Dominique Douay, Brume de cendres : Bajo, nomade dans le no man’s land de la Protée
Quand j’étais enfant… Voilà le flot nostalgique qui menace, commentera sotto voce le visiteur de cette page. Qu’il se rassure, l’introduction situe la corrélation plutôt que l’époque ; je reprends : quand j’étais enfant et recevais mes premiers livres, leur nombre augmentait avec la lenteur que le temps prenait à s’écouler à cet âge, lorsque les jours valaient chacun une semaine, lorsqu’un mois durait plus qu’une année. L’enfance ardente rêve de brûler les étapes et piétine avec impatience. Quand, tout à coup, elle s’aperçoit qu’elle est entrée dans l’âge adulte, trop tard pour ralentir, car le temps a filé… Non, visiteur, ne fuyez pas avec lui, mon oiseuse réflexion ne volera pas si loin ! Elle étaye ma démonstration pour lui donner consistance.
Pendant ces longues journées qui n’en finissaient pas de s’étendre, pour lutter contre l’ennui du voyage sans fin que j’entamais à peine, je lisais durant chaque interstice temporel que le quotidien familial, les jeux dehors et l’école ne comblaient pas. Malgré les emprunts fréquents, facilités par l’accès à plusieurs bibliothèques scolaires, il arrivait bien souvent que la dévorante habitude manque de matière nouvelle, je relisais alors l’un ou l’autre des livres que je possédais. J’ai lu certains récits plus d’une dizaine de fois, d’autres, deux ou trois seulement, parce qu’ils ne me séduisaient pas, mais ils avaient le goût des mots sur le papier qu’il me fallait ingurgiter comme une droguée. Peut-être ces évasions ratées sont-elles à l’origine de la compulsion qui m’oblige encore à entasser les livres, pour avoir le choix quand ma main se tend vers un rayonnage, à proximité, disponibles chaque instant. Peut-être aussi l’accoutumance a-t-elle grillé la progression normale de la lecture adulte qui semble la diriger vers des ouvrages sélectionnés pour leur sérieux et leur maturité, car je savoure toujours un album d’images avec autant de gourmandise qu’un recueil de poésies ou un roman complexe. Quelles que soient les raisons — le temps fugitif, l’âge qui m’a gagnée malgré moi, ou la profusion de ma bibliothèque —, je relis rarement parce que désormais, je choisis dans une caverne peuplée de lumières (pour dévoyer sans vergogne une métaphore de Platon, au grand dam des protecteurs de la philosophie, sacrilège !).

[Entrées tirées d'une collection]
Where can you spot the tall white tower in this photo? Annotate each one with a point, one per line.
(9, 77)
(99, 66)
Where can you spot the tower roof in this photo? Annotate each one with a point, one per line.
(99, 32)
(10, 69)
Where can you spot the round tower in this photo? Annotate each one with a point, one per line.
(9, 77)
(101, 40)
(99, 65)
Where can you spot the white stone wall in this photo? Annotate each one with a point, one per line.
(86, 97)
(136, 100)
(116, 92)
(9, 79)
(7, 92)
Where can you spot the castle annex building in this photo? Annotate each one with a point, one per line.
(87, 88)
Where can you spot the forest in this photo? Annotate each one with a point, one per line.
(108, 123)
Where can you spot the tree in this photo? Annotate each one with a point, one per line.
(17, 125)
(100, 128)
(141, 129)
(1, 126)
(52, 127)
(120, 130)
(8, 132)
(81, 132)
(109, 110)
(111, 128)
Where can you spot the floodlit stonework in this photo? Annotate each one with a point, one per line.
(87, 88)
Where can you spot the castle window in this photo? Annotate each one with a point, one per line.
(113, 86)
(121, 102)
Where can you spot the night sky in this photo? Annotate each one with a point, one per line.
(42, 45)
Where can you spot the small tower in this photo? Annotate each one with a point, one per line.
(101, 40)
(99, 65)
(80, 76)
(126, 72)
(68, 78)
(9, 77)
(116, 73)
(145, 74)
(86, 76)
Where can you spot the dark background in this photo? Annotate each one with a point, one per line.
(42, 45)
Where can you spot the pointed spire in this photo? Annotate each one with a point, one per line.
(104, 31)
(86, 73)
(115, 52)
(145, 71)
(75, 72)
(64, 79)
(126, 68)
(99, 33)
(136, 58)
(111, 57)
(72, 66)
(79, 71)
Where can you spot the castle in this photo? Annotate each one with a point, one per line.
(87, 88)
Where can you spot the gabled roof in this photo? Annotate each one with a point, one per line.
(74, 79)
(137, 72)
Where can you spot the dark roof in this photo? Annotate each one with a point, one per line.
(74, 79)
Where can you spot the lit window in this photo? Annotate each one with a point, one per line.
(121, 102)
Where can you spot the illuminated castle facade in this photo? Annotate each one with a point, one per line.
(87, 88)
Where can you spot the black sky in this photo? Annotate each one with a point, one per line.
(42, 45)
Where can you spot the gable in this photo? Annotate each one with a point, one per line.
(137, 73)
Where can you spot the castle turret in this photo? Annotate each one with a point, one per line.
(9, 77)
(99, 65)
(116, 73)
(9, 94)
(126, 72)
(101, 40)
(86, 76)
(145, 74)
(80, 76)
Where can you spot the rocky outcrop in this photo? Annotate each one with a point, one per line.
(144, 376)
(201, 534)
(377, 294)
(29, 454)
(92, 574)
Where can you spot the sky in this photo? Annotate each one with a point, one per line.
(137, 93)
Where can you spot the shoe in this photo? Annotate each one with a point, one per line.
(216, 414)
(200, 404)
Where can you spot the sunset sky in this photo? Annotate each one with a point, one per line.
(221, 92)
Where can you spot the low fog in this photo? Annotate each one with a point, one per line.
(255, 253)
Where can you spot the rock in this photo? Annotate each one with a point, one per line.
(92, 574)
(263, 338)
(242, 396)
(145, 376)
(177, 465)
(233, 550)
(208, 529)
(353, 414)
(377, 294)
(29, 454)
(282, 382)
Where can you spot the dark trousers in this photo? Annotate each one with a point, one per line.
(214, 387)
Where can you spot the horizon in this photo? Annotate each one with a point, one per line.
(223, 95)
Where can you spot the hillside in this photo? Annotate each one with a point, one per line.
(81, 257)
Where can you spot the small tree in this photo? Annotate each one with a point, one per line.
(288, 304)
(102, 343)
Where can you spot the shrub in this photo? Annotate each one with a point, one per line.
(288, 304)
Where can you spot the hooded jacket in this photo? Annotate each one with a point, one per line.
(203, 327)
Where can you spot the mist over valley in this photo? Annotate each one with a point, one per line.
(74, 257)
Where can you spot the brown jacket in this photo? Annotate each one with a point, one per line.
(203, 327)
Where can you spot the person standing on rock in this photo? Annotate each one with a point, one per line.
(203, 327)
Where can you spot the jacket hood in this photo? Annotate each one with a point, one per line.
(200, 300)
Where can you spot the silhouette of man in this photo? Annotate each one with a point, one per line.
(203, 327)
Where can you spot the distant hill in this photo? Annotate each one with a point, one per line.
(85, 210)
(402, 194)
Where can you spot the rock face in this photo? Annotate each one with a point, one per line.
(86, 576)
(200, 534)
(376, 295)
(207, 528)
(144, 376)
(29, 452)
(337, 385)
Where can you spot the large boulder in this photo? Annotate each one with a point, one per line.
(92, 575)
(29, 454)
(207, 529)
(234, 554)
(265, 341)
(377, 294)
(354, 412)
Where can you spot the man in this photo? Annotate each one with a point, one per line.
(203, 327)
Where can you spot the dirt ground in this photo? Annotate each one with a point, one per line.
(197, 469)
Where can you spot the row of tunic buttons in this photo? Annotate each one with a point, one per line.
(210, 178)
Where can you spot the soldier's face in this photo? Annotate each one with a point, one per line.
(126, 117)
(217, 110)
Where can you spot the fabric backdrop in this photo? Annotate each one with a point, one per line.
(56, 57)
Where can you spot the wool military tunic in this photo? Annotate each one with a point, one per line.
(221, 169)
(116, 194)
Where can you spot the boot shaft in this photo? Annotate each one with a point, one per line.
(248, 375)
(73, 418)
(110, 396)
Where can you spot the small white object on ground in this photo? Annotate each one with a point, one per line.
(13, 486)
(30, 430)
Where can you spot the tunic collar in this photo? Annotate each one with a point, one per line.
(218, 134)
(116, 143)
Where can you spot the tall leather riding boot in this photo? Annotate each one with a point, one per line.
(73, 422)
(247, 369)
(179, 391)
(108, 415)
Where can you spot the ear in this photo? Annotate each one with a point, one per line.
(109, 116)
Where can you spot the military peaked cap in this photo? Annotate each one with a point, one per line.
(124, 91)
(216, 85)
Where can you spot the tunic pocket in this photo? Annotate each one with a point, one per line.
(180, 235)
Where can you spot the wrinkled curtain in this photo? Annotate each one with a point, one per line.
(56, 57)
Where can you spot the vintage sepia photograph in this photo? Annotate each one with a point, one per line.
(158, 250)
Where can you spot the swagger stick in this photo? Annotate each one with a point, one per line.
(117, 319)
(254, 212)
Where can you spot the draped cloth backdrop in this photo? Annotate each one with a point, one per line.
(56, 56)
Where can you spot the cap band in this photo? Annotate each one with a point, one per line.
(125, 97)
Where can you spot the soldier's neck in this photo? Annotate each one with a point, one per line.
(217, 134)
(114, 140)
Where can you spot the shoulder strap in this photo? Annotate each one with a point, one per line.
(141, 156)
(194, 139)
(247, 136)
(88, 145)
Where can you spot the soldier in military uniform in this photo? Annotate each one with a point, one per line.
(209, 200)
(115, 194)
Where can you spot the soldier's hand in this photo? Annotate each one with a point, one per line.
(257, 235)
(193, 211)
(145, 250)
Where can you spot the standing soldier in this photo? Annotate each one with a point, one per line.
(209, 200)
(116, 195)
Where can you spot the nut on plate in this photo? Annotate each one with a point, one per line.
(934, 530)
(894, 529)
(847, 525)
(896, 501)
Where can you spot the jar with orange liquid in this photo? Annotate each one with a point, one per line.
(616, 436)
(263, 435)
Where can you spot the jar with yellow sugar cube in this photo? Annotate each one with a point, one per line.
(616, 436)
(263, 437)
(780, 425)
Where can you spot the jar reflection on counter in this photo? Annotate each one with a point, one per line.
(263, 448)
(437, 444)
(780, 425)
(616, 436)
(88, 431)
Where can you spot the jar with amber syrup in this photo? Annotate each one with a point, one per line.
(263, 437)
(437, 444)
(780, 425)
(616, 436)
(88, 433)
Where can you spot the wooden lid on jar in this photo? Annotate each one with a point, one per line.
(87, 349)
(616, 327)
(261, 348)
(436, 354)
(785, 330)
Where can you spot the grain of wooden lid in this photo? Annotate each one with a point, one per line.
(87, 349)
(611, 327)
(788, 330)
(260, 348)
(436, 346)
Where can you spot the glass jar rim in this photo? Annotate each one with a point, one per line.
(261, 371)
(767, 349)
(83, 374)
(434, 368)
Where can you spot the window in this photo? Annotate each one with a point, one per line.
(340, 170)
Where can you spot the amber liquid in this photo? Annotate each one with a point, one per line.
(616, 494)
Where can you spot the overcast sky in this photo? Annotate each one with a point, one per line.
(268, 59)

▶ **Consignes de travail**
• A. Restituez mot pour mot l'intégralité du texte sur les lectures d'enfance.
• B. Transcrivez à l'identique, dans les entrées, le passage qui va de la ligne contenant « Where can you spot the wooden » jusqu'à la fin des entrées, ces deux bornes comprises.

▶ **Réponses rédigées**
• A.
Dominique Douay, Brume de cendres : Bajo, nomade dans le no man’s land de la Protée
Quand j’étais enfant… Voilà le flot nostalgique qui menace, commentera sotto voce le visiteur de cette page. Qu’il se rassure, l’introduction situe la corrélation plutôt que l’époque ; je reprends : quand j’étais enfant et recevais mes premiers livres, leur nombre augmentait avec la lenteur que le temps prenait à s’écouler à cet âge, lorsque les jours valaient chacun une semaine, lorsqu’un mois durait plus qu’une année. L’enfance ardente rêve de brûler les étapes et piétine avec impatience. Quand, tout à coup, elle s’aperçoit qu’elle est entrée dans l’âge adulte, trop tard pour ralentir, car le temps a filé… Non, visiteur, ne fuyez pas avec lui, mon oiseuse réflexion ne volera pas si loin ! Elle étaye ma démonstration pour lui donner consistance.
Pendant ces longues journées qui n’en finissaient pas de s’étendre, pour lutter contre l’ennui du voyage sans fin que j’entamais à peine, je lisais durant chaque interstice temporel que le quotidien familial, les jeux dehors et l’école ne comblaient pas. Malgré les emprunts fréquents, facilités par l’accès à plusieurs bibliothèques scolaires, il arrivait bien souvent que la dévorante habitude manque de matière nouvelle, je relisais alors l’un ou l’autre des livres que je possédais. J’ai lu certains récits plus d’une dizaine de fois, d’autres, deux ou trois seulement, parce qu’ils ne me séduisaient pas, mais ils avaient le goût des mots sur le papier qu’il me fallait ingurgiter comme une droguée. Peut-être ces évasions ratées sont-elles à l’origine de la compulsion qui m’oblige encore à entasser les livres, pour avoir le choix quand ma main se tend vers un rayonnage, à proximité, disponibles chaque instant. Peut-être aussi l’accoutumance a-t-elle grillé la progression normale de la lecture adulte qui semble la diriger vers des ouvrages sélectionnés pour leur sérieux et leur maturité, car je savoure toujours un album d’images avec autant de gourmandise qu’un recueil de poésies ou un roman complexe. Quelles que soient les raisons — le temps fugitif, l’âge qui m’a gagnée malgré moi, ou la profusion de ma bibliothèque —, je relis rarement parce que désormais, je choisis dans une caverne peuplée de lumières (pour dévoyer sans vergogne une métaphore de Platon, au grand dam des protecteurs de la philosophie, sacrilège !).

• B.
Where can you spot the wooden lid on jar in this photo? Annotate each one with a point, one per line.
(87, 349)
(616, 327)
(261, 348)
(436, 354)
(785, 330)
Where can you spot the grain of wooden lid in this photo? Annotate each one with a point, one per line.
(87, 349)
(611, 327)
(788, 330)
(260, 348)
(436, 346)
Where can you spot the glass jar rim in this photo? Annotate each one with a point, one per line.
(261, 371)
(767, 349)
(83, 374)
(434, 368)
Where can you spot the window in this photo? Annotate each one with a point, one per line.
(340, 170)
Where can you spot the amber liquid in this photo? Annotate each one with a point, one per line.
(616, 494)
Where can you spot the overcast sky in this photo? Annotate each one with a point, one per line.
(268, 59)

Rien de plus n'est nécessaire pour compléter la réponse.